§ **What the exercise asks**
Your response should consist solely of the lines from the one containing "each dark treeline;" through the final line of the entries, repeated exactly.

┌──

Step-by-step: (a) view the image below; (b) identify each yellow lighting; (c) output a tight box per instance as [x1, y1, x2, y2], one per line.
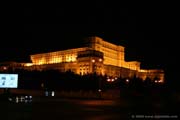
[92, 59, 95, 63]
[28, 36, 164, 82]
[49, 56, 62, 63]
[25, 63, 33, 66]
[139, 69, 148, 72]
[38, 61, 44, 65]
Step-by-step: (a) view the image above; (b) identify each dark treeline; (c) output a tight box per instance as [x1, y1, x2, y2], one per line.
[1, 69, 179, 104]
[2, 69, 169, 93]
[5, 69, 104, 91]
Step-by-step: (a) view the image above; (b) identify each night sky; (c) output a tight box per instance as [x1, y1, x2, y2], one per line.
[1, 2, 179, 80]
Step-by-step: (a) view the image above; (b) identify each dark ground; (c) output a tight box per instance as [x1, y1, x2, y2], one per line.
[0, 94, 179, 120]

└──

§ **Answer box**
Step-by-step: (a) view the image above; (b) identify each dark treeline; (c) output a tight box per instance as [x1, y1, x2, y2], one per line.
[1, 69, 179, 104]
[2, 69, 169, 93]
[5, 69, 104, 91]
Step-by-step: (a) view the image above; (b) identify each night sky; (c) output a tight box per instance as [x1, y1, x2, y2], one per line.
[1, 2, 179, 80]
Step-by-step: (a) view the image above; (b) identify each dark ground; (c) output a tight box per instance as [x1, y1, x2, y2], one per line.
[0, 94, 179, 120]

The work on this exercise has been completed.